* TEXT SECTION:
# Cpu Cooler needed.



## HE-MAN (Apr 3, 2014)

my current config

intel core i3 540
asus p7h55-m lx
kingston value ram 8gb ram
antec vp550p
sapphire dual x r9 270x.
zebronics fatansy pc case

recently i decided to overclock my cpu but at 3.4ghz temp started rising to 70c
so to overclock any further i need a cpu cooler for max 1.5k

i have selected cooler master hyper 101 just wondering will it fit in my cabinet becoz my side panel has a 80mm fan just in front of the cpu.

ps:> i am planning to buy a amd fx8320 or 50 down the line so if its possible suggest a cpu cooler that will fit both the core i3 540 now and the future fx 8320 or 50 if that is possible.


----------



## harshilsharma63 (Apr 3, 2014)

How much clearance do you have between the motherboard and side panel?


----------



## HE-MAN (Apr 3, 2014)

i think its enough for cooler master hyper 101 even if dosent fit i can remove the side panel fan.

* MATERIAL SUPPLIED:
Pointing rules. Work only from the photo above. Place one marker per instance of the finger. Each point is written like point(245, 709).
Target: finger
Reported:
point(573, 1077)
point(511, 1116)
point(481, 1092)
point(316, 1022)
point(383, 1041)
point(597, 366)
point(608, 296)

* GOALS:
[1] In the CPU cooler thread, at what clock speed did the CPU temperature start rising to 70C?
[2] Please list every component in the current configuration given in the CPU cooler thread.
[3] Continue the CPU cooler thread from the point where it stops.
The entries are not needed here.

* ANSWERS IN ORDER:
[1] 3.4 GHz

[2]
- intel core i3 540
- asus p7h55-m lx
- kingston value ram 8gb ram
- antec vp550p
- sapphire dual x r9 270x
- zebronics fatansy pc case

[3]
----------



## Chaitanya (Apr 4, 2014)

If you already plan on a new system then why bother yourself with all that pain??


----------



## true_lies (Apr 4, 2014)

if your mobo has a 4 pin connector for cpu fan, increase you budget a bit and get the hyper tx3 evo. the pwm fan control works gr8 when cpu is under load


----------



## HE-MAN (Apr 4, 2014)

thermaltake cpu cooler contact 21
How is this


----------



## dExterd (Apr 25, 2014)

Instead of ThermalTake Contact 21, checkout Antec A40. It is very similar to Contact 21 but around 20% cheaper. Contact 21 might cost you around Rs.1700 to Rs.1600 and Antec A40 comes for Rs.1400 max (can be more cheaper in location market) if you go and buy it from the local market instead of online. I bought Antec A20 for a Core i3 desktop at my office. The stock fan stopped working and cpu was crossing 80degree within 20 minutes. I use that pc for video editing. Online Antec A20 is around Rs.1200, while from lamington I bought that for Rs.800.


----------



## saswat23 (Apr 25, 2014)

Do these CPU coolers run quieter than than the stock?


----------



## bssunilreddy (Mar 19, 2015)

saswat23 said:


> Do these CPU coolers run quieter than than the stock?



Yes. OP can opt CM Hyper TX3 EVO @ 1650.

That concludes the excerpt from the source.